--- Task list ---
(1) What is this sentence from the Cowboys draft report in Spanish: "The team isn't done stacking talent on defense, however, as evidenced by their fourth-round pick."
(2) Can you sum up the Cowboys draft report in two sentences?
Top of Selected extract
There's more firepower coming to the Cowboys defensive line this summer, as Dan Quinn continues to throw barrels of explosives at an already dominant defensive front
FRISCO, Texas — It's time for the third and final day of the 2023 NFL Draft, and that means a rapid-fire last four rounds that will see the Dallas Cowboys try to close out their weekend on a high note ahead of the spree for undrafted free agents.
They grabbed a big-bodied, elite run-stopper in Mazi Smith who can also be a rather disruptive talent in the pass rush, and followed it up by grabbing another Wolverine in tight end Luke Schoonmaker in the second round, then giving the call to Texas native DeMarvion Overshown.
The team isn't done stacking talent on defense, however, as evidenced by their fourth-round pick.
Bottom of Selected extract
Top of Listed entries
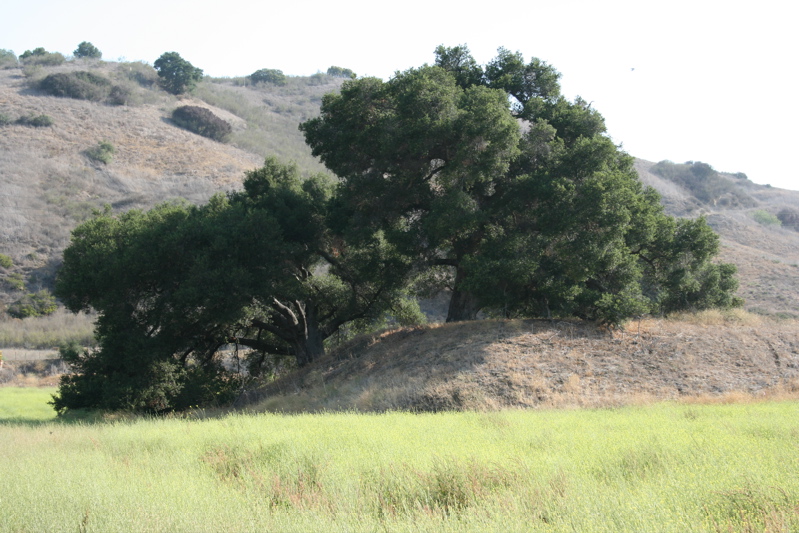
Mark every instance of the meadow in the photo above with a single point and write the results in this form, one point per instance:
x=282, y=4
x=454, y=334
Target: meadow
x=663, y=467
Bottom of Listed entries
--- Solutions to the problems ---
(1) Sin embargo, el equipo no ha terminado de acumular talento en la defensa, como lo demuestra su selección de cuarta ronda.

(2) On the third and final day of the 2023 NFL Draft, the Dallas Cowboys head into the last four rounds after earlier picking run-stopper Mazi Smith, tight end Luke Schoonmaker and DeMarvion Overshown. Their fourth-round pick shows they are still adding talent to an already dominant defensive front.